A MEMORIAL was unveiled today (Wednesday) commemorating local victims of the Broughton Moor Armaments Depot explosion during World War II.
The plaque, in the Maryport Memorial Gardens, was unveiled by Maryport mayor Peter Kendall.
The words on the plaque will tell the story of the 11 people who died when 'the Broughton dump', as it is called, blew up.
The plaque wording tells the story: “On January 18, 1944, a huge explosion occurred at the Royal Naval Armaments Depot at Broughton Moor, resulting in the tragic death of eleven people and injury to another seventy.
“It was believed that the most likely cause of the explosion was a sensitive fuse in a naval mortar bomb, leading to the detonation of 72 lbs of high explosive in the laboratory and 1,296 pounds of high explosive in a nearby railway truck.
"The laboratory, with its six foot thick concrete walls, was severely damaged.
“Wartime restrictions on reporting meant that the detail of the tragedy was not made public at the time, but the Depot employed many people with local connections.
"This memorial is to those people from Flimby & Maryport who were impacted by this tragic event in our local history.”
Speaking at the unveiling, Mr Kendall gave a list of the names of the dead.
Those who were killed as a result of the explosion were Ann Straughton Wilson; Edward Lynch; Elizabeth Moses; Gertrude Fee; Henry Rooke; Jane Ann Lister; Mary Kathleen Barnes; Mary Louisa Smith; Patricia Scutts; Robert Swanston; and William Morrison.

(ASSIGNMENT A):
In the article on the Broughton Moor memorial, rewrite the paragraph beginning "It was believed that the most likely cause" more briefly, keeping its main facts.
(ASSIGNMENT B):
According to the article on the Broughton Moor memorial, who unveiled the plaque?

Stored items
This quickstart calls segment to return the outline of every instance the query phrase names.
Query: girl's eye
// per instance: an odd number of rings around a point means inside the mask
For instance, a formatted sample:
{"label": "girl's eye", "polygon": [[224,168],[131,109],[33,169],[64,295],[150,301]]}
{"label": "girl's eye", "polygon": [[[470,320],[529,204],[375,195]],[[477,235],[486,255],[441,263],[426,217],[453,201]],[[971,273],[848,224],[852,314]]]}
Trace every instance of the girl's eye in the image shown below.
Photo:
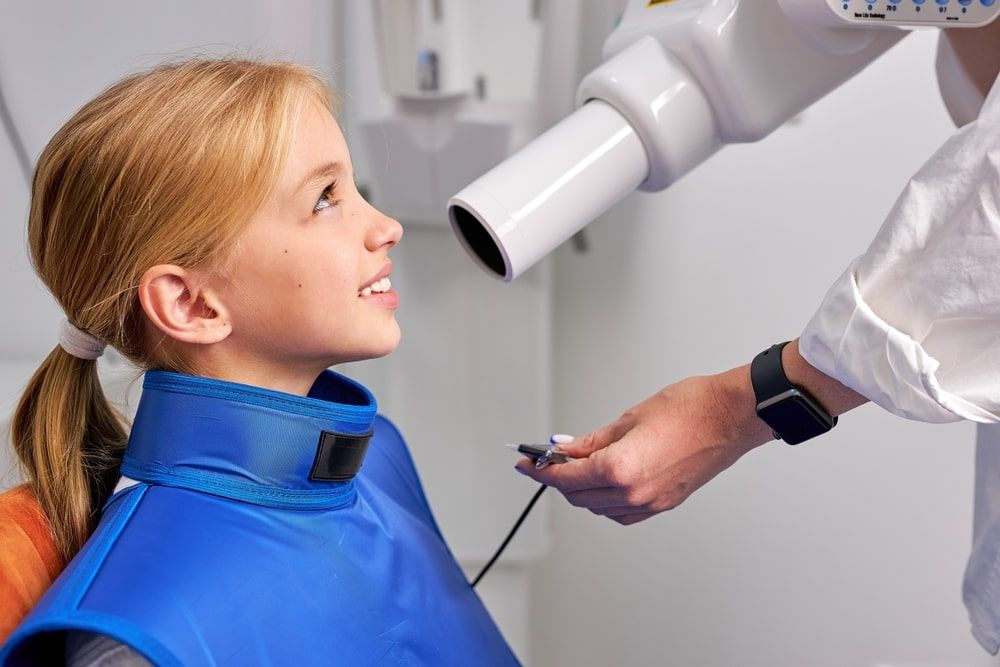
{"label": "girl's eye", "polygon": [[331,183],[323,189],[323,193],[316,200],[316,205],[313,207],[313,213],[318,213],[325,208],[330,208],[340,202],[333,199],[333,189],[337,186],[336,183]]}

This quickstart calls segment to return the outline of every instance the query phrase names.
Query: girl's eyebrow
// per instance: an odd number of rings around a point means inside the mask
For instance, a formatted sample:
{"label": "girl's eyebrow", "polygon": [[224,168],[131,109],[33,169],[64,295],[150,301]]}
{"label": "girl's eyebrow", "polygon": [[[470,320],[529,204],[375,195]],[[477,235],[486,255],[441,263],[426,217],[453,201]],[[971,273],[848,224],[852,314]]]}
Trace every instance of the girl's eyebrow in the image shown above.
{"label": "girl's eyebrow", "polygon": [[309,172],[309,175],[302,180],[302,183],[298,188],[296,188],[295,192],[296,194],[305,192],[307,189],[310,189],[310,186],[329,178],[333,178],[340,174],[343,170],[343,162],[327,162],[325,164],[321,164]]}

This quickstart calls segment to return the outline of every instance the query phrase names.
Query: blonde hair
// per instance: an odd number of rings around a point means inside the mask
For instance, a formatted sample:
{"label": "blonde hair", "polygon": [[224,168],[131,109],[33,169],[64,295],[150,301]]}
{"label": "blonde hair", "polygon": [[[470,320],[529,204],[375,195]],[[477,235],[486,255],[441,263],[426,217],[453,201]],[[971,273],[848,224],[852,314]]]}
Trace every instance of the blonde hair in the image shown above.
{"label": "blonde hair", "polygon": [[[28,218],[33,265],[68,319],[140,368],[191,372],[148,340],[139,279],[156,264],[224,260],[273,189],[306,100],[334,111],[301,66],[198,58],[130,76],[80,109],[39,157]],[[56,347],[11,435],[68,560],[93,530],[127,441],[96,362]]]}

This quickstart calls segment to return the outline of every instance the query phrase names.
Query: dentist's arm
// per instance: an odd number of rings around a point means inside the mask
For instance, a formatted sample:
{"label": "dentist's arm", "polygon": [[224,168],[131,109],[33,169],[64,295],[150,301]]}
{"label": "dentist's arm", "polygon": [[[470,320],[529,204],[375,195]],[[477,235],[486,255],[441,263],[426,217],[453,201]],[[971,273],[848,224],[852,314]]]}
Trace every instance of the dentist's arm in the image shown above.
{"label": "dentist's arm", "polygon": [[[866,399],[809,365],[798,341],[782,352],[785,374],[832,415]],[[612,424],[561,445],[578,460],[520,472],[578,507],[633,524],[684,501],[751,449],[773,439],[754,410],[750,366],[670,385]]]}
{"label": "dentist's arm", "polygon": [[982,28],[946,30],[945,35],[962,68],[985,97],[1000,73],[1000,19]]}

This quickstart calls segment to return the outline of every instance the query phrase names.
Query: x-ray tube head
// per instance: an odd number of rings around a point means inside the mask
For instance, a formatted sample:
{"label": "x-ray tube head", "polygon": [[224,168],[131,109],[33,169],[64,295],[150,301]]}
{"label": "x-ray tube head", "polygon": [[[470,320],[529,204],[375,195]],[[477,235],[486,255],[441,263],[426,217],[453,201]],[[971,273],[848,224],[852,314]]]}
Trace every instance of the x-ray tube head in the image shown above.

(OUTPUT A):
The explosion was probably caused by a sensitive fuse in a naval mortar bomb, which detonated 72 lbs of high explosive in the laboratory and 1,296 pounds in a nearby railway truck.

(OUTPUT B):
Maryport mayor Peter Kendall unveiled it.